### TASK
Count the lines in the records below that contain the word "suspension", and reply with that number alone.

### PROVIDED DATA
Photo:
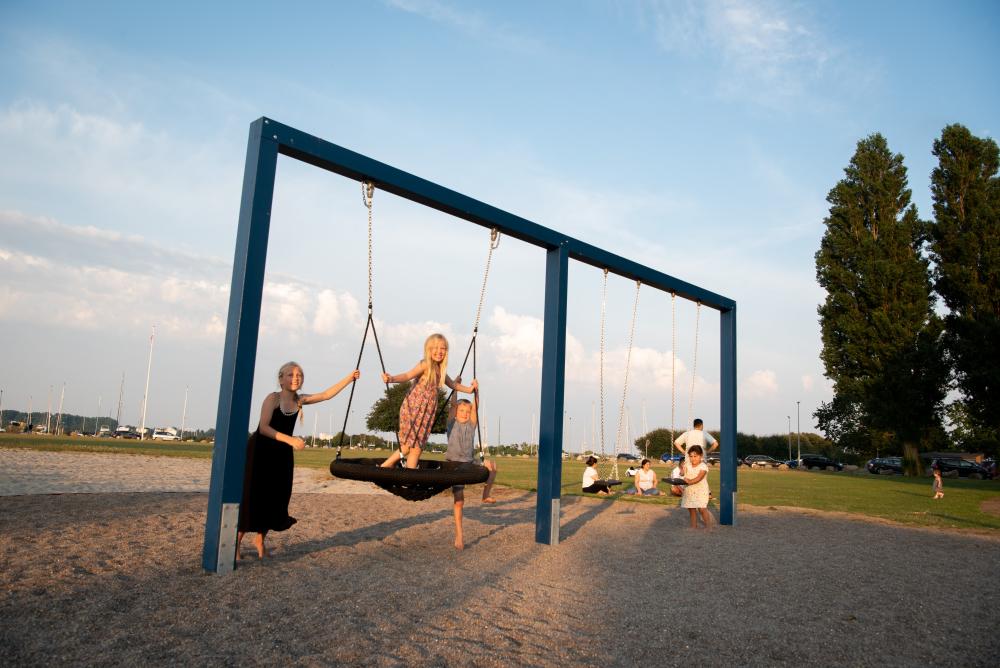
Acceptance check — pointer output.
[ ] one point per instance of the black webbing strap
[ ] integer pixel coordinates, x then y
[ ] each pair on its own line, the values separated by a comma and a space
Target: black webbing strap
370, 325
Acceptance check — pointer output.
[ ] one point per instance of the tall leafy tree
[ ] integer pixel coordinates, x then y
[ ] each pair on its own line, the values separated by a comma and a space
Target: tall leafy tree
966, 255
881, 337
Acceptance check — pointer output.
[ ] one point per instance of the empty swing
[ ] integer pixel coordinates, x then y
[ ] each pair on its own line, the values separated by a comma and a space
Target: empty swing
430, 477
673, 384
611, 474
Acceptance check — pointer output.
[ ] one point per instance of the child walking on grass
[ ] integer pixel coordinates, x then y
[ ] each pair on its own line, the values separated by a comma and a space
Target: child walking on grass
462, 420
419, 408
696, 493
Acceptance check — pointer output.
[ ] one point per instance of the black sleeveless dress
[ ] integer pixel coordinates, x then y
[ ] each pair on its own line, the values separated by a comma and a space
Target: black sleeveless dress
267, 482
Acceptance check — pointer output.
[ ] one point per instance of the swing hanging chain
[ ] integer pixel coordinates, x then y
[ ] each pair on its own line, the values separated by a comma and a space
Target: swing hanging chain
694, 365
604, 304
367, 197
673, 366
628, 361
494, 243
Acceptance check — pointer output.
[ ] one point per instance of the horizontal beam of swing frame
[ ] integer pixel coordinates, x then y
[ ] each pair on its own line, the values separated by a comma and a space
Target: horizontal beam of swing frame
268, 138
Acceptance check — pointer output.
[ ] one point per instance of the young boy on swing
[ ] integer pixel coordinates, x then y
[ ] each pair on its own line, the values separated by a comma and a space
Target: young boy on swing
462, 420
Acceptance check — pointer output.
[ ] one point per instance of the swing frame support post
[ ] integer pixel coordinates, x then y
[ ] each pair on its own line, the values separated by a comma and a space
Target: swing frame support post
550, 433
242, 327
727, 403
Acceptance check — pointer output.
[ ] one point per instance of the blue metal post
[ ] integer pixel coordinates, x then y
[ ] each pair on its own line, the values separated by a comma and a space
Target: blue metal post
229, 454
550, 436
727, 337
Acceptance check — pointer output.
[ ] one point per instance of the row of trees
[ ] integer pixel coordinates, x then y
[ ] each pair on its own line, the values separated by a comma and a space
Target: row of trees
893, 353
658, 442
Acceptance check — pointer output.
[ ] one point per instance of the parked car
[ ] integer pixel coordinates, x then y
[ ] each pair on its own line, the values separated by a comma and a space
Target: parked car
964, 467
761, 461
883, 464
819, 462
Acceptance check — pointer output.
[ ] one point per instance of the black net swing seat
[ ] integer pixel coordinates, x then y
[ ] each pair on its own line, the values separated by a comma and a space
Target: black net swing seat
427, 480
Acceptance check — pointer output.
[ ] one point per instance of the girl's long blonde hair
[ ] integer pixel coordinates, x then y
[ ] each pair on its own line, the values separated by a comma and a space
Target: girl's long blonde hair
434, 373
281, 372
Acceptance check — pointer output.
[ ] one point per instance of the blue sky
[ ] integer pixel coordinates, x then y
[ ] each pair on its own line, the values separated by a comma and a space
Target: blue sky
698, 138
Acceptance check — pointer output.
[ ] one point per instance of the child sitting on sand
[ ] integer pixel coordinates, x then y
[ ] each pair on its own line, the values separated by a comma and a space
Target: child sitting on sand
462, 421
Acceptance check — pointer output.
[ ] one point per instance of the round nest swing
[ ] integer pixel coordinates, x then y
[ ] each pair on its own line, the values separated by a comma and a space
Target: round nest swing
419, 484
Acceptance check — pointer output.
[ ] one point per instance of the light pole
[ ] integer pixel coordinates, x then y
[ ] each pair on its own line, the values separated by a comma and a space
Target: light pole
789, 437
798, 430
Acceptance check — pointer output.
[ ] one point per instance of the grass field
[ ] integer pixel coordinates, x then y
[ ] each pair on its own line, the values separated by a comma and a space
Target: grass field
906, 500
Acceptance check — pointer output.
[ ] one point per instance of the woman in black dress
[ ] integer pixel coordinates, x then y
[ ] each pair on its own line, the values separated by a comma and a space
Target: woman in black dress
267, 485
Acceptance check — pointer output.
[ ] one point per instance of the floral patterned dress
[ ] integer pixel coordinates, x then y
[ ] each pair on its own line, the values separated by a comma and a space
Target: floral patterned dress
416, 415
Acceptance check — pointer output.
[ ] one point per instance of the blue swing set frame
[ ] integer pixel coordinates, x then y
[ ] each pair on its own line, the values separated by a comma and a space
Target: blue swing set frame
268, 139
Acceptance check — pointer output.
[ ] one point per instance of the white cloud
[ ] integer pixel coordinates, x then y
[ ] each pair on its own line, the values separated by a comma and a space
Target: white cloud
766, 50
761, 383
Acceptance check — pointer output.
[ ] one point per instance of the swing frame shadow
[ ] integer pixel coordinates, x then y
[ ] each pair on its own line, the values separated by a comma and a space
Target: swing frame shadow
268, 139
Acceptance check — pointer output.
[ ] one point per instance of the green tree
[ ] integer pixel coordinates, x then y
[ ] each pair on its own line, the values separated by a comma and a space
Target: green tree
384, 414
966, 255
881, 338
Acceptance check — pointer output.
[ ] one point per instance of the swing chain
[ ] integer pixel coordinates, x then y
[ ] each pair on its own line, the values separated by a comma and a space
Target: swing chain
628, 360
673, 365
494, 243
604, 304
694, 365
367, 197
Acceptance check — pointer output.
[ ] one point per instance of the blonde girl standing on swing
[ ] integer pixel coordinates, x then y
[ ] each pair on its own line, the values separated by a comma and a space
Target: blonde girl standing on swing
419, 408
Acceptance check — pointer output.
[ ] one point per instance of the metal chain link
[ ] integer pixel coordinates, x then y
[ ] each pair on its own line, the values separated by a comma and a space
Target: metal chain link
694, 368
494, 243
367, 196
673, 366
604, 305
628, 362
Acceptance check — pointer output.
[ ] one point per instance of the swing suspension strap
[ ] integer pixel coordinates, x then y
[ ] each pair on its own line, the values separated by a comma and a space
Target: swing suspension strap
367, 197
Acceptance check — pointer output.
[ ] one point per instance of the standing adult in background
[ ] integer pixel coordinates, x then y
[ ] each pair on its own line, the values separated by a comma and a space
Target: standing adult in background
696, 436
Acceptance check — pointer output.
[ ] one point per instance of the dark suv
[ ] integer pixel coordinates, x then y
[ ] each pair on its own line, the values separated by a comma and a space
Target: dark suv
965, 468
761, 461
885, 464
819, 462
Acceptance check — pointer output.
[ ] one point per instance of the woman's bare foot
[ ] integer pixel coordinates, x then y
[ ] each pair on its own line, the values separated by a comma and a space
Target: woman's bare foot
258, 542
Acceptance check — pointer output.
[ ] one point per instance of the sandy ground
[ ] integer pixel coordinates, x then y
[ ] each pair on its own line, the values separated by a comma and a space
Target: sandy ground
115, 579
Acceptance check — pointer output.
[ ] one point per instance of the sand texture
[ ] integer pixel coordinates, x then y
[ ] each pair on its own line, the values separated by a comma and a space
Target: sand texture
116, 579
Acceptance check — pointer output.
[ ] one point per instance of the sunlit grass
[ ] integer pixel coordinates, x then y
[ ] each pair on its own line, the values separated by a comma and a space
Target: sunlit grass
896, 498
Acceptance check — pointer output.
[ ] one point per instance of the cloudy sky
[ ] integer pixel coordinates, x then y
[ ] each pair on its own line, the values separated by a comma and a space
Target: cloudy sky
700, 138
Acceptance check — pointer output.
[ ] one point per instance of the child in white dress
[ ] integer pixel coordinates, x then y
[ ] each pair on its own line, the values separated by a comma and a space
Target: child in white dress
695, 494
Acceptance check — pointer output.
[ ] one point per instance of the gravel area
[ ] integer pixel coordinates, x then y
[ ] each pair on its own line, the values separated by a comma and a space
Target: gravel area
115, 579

### RESPONSE
2